=== INPUT RECORDS ===

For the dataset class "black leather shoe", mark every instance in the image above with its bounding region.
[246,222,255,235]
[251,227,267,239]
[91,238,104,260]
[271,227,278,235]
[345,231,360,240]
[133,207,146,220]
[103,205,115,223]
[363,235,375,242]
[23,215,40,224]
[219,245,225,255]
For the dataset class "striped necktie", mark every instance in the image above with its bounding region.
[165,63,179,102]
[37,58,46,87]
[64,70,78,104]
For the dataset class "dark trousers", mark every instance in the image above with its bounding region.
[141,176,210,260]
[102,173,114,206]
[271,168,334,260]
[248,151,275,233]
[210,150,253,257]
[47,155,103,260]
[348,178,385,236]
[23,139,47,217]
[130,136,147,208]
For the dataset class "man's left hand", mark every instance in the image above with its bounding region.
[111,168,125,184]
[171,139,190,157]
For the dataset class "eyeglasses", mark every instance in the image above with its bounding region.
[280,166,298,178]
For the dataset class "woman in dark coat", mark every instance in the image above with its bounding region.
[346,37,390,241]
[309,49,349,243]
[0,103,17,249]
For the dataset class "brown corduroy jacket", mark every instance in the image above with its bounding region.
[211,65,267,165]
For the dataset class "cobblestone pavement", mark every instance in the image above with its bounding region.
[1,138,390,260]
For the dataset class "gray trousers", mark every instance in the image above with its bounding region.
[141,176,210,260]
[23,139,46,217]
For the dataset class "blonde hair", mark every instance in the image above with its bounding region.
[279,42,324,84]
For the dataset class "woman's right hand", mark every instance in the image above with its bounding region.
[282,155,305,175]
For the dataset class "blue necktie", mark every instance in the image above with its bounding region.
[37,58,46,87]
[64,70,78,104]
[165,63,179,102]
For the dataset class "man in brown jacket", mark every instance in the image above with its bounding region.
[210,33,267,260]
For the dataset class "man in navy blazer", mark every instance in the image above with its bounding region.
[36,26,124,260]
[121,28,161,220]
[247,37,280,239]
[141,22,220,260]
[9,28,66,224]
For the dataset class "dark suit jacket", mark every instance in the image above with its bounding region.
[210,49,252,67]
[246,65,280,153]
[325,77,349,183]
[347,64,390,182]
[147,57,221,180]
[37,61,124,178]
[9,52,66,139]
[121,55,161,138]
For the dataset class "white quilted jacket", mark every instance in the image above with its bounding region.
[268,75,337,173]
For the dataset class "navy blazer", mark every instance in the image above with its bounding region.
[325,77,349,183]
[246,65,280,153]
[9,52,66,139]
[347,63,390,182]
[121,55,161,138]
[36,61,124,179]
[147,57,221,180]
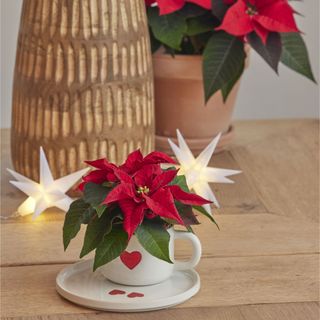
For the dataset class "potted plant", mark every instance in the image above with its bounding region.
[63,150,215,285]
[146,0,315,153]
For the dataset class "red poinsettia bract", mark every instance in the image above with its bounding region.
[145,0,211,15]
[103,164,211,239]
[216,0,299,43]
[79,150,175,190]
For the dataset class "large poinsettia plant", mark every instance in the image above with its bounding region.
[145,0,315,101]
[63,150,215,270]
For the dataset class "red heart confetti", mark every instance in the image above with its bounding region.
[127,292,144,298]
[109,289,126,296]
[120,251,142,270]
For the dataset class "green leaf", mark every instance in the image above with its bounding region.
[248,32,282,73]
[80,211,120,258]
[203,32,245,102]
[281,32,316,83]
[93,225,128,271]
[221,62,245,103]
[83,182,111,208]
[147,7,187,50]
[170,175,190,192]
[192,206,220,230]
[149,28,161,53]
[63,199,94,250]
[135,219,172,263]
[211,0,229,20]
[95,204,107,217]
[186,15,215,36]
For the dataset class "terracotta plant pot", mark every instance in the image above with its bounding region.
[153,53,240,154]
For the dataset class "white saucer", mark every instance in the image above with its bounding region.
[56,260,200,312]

===
=== INPUT RECORDS ===

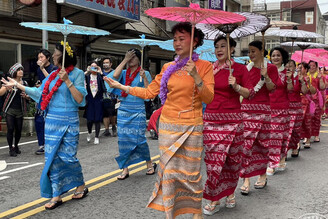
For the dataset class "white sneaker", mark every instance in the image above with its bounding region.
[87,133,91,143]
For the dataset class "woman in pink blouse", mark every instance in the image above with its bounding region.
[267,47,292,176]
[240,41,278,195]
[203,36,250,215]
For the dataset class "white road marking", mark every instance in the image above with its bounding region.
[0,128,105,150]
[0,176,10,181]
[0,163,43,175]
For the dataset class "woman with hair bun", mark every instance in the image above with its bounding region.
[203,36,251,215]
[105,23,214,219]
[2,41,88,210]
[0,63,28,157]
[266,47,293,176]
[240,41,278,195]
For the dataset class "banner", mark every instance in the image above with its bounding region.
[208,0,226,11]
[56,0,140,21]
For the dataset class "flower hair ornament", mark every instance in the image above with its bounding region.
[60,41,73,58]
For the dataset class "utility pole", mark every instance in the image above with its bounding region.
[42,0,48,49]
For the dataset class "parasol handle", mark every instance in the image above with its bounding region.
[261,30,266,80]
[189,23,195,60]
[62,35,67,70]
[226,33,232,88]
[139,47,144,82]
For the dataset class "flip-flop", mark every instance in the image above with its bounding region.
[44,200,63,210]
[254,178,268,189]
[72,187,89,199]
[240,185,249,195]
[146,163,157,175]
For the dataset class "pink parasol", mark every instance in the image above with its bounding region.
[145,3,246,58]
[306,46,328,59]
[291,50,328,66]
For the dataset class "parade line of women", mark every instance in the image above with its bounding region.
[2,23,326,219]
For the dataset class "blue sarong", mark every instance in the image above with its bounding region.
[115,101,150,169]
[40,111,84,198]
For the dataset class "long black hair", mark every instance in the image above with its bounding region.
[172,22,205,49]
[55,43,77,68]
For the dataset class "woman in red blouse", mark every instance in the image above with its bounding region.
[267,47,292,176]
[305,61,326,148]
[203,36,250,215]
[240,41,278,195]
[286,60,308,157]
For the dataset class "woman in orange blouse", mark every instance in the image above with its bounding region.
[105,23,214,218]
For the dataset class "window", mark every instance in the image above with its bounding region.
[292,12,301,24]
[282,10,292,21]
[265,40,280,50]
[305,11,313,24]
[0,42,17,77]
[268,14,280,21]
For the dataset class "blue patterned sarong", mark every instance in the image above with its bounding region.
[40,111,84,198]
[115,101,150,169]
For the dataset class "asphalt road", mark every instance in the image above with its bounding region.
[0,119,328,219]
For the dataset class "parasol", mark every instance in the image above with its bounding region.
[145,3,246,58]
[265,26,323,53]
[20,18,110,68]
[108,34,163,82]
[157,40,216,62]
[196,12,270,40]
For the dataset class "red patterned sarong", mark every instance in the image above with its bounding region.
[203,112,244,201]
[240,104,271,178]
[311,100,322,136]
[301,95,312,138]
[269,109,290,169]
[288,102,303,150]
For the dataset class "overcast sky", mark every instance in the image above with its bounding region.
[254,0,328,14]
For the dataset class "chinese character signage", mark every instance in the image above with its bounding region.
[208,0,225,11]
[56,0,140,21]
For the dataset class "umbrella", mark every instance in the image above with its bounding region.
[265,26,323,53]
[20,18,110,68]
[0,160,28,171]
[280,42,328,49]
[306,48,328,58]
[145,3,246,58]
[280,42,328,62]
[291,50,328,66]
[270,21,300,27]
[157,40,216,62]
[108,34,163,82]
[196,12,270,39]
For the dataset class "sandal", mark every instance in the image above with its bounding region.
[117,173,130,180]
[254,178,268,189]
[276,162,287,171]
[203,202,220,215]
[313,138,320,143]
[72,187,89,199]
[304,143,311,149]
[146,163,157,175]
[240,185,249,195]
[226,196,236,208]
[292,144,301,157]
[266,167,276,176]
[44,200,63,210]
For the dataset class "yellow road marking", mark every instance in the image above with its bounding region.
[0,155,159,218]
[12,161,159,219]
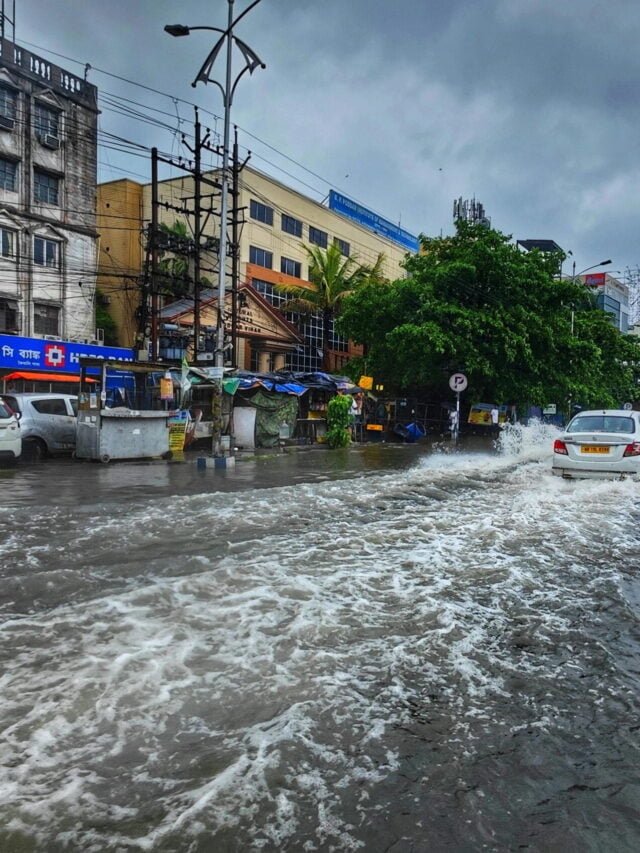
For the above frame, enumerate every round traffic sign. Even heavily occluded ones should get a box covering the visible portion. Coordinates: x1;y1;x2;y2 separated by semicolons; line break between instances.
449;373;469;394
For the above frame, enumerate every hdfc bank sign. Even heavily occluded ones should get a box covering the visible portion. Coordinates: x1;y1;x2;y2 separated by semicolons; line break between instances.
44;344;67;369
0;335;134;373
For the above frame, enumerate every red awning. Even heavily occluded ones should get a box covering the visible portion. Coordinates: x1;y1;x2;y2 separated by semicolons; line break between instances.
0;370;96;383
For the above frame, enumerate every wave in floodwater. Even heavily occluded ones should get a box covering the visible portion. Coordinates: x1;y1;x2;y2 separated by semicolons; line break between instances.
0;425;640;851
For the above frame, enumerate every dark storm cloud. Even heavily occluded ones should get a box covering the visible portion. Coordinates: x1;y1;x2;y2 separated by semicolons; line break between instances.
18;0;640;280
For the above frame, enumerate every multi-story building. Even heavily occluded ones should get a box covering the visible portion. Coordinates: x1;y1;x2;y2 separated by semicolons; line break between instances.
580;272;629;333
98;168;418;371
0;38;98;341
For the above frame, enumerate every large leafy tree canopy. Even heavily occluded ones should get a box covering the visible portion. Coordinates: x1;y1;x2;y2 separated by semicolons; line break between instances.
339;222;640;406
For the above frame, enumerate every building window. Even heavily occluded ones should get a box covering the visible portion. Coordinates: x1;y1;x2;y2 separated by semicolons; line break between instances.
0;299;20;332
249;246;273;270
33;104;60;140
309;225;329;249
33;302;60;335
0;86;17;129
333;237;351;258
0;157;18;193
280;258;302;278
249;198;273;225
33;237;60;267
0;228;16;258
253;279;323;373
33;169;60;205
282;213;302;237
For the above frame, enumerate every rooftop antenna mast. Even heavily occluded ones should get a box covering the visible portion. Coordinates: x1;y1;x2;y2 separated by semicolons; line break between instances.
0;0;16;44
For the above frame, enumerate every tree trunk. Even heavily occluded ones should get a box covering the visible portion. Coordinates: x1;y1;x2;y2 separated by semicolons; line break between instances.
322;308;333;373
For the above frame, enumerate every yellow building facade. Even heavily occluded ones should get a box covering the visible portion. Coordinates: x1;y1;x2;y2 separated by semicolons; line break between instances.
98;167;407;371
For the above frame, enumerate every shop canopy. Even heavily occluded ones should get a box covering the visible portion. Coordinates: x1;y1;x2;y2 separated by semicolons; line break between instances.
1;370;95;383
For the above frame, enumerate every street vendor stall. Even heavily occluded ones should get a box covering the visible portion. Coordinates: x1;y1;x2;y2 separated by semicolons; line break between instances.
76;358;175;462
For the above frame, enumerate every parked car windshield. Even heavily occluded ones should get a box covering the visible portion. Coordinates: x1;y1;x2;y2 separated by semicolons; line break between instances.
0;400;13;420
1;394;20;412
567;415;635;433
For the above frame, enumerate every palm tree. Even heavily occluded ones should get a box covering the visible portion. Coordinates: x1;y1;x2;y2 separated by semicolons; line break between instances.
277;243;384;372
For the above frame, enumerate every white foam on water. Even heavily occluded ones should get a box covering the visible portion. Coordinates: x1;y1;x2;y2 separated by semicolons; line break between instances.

===

Please recast the part that opens with the line containing "For the above frame, enumerate every palm" and closes with the line containing "277;243;384;372" as a Markdown table with the columns Row and Line, numbering each row and omitting blank lines.

| Row | Line |
|---|---|
| 1 | For the above frame, enumerate every palm tree. Even heavily occluded ones should get a box covering the visible portion. Coordinates: x1;y1;x2;y2 separated by semicolons; line break between instances. |
| 2 | 277;243;384;372 |